%%

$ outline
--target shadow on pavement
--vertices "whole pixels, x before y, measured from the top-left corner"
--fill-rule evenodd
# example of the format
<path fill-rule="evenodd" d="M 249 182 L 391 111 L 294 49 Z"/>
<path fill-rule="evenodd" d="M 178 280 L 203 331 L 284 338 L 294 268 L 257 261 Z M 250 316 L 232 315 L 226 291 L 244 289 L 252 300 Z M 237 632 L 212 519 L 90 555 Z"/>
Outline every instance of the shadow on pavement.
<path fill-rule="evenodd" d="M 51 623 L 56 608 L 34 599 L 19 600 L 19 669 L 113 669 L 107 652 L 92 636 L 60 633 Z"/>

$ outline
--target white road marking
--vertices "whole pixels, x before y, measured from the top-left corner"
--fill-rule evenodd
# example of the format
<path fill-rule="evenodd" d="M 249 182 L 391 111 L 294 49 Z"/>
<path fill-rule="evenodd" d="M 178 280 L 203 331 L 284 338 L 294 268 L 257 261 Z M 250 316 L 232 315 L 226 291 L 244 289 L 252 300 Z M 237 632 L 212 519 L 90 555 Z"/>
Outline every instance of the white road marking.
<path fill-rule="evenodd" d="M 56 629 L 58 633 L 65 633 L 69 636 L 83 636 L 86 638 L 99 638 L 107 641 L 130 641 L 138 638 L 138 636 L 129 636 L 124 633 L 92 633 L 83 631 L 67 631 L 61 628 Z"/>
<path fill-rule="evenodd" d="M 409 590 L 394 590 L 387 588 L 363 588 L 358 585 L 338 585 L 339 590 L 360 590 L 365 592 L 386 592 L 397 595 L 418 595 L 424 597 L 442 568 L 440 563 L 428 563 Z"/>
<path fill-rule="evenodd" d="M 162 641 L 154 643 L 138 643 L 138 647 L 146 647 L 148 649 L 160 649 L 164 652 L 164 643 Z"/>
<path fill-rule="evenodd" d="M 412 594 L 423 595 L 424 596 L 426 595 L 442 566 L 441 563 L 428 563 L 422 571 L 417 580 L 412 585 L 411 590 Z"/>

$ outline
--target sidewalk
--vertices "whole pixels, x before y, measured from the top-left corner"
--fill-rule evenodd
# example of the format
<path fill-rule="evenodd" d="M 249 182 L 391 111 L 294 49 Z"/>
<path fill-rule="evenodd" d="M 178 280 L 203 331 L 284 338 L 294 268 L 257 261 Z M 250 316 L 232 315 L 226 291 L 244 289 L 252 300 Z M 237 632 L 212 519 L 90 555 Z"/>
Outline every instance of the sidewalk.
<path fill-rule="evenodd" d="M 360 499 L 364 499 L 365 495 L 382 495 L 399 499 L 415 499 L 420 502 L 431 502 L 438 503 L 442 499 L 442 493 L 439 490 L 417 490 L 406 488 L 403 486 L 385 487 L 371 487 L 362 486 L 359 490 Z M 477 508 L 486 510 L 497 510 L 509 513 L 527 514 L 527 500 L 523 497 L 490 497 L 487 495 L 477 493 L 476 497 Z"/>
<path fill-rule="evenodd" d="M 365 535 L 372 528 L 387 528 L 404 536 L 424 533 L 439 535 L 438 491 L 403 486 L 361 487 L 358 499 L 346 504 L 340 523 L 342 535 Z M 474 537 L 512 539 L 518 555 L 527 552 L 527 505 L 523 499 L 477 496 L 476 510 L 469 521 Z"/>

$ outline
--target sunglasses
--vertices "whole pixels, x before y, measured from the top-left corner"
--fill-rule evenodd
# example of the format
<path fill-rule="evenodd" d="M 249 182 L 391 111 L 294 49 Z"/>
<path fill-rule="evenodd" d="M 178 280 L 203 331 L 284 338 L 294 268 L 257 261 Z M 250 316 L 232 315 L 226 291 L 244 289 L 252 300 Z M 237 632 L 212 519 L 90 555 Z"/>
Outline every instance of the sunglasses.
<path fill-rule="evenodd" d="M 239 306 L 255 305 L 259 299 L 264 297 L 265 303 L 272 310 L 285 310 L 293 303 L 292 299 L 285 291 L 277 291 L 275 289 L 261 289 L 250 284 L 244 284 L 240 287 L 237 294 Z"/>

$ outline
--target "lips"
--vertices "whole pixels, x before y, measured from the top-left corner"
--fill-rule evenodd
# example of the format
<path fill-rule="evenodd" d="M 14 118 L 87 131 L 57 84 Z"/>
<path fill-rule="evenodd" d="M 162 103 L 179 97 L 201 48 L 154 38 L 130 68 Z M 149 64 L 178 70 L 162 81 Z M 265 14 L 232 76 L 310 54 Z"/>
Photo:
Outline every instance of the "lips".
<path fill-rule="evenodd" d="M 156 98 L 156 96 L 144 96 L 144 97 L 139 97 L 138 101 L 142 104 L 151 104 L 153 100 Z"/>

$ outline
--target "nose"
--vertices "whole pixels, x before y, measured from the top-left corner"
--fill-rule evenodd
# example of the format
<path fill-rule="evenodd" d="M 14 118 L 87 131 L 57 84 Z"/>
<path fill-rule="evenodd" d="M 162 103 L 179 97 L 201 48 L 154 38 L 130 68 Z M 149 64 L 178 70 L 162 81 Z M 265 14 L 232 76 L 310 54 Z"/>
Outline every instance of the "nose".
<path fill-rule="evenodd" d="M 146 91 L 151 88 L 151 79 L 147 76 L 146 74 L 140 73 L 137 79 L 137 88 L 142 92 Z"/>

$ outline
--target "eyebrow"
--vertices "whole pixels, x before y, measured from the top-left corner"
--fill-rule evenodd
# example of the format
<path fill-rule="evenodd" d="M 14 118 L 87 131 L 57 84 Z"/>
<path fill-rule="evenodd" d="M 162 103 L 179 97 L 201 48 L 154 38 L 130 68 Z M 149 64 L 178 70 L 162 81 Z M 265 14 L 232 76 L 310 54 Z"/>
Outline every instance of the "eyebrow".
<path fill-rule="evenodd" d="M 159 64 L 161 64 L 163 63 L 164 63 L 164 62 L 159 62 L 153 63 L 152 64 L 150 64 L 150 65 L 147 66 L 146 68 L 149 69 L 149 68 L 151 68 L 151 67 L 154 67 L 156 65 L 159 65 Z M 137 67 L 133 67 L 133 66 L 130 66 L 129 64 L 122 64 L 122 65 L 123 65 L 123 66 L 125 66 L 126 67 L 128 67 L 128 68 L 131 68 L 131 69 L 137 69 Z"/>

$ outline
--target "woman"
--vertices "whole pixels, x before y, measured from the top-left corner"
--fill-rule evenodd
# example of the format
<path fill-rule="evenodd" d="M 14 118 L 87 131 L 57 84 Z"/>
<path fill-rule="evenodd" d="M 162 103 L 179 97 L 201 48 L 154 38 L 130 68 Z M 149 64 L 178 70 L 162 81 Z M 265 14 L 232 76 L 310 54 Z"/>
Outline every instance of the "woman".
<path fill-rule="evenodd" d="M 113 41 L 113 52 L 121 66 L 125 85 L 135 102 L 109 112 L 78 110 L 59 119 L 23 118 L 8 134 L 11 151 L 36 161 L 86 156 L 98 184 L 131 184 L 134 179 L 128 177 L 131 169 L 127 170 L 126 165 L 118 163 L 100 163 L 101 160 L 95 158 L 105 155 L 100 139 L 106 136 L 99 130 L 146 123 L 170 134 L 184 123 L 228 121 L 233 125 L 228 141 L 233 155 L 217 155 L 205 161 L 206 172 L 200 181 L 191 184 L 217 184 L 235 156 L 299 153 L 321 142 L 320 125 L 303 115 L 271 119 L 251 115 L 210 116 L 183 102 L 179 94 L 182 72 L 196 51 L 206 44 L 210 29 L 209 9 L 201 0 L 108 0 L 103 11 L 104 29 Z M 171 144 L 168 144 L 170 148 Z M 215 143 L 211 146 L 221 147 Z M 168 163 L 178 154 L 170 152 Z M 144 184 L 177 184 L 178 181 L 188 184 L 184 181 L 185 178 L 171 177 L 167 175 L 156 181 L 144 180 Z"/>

%%

Written instruction: Find every line in the listing above that contains the string "sunglasses", treating case as significant, and copy each one.

Worked solution:
--target sunglasses
Outline every instance of the sunglasses.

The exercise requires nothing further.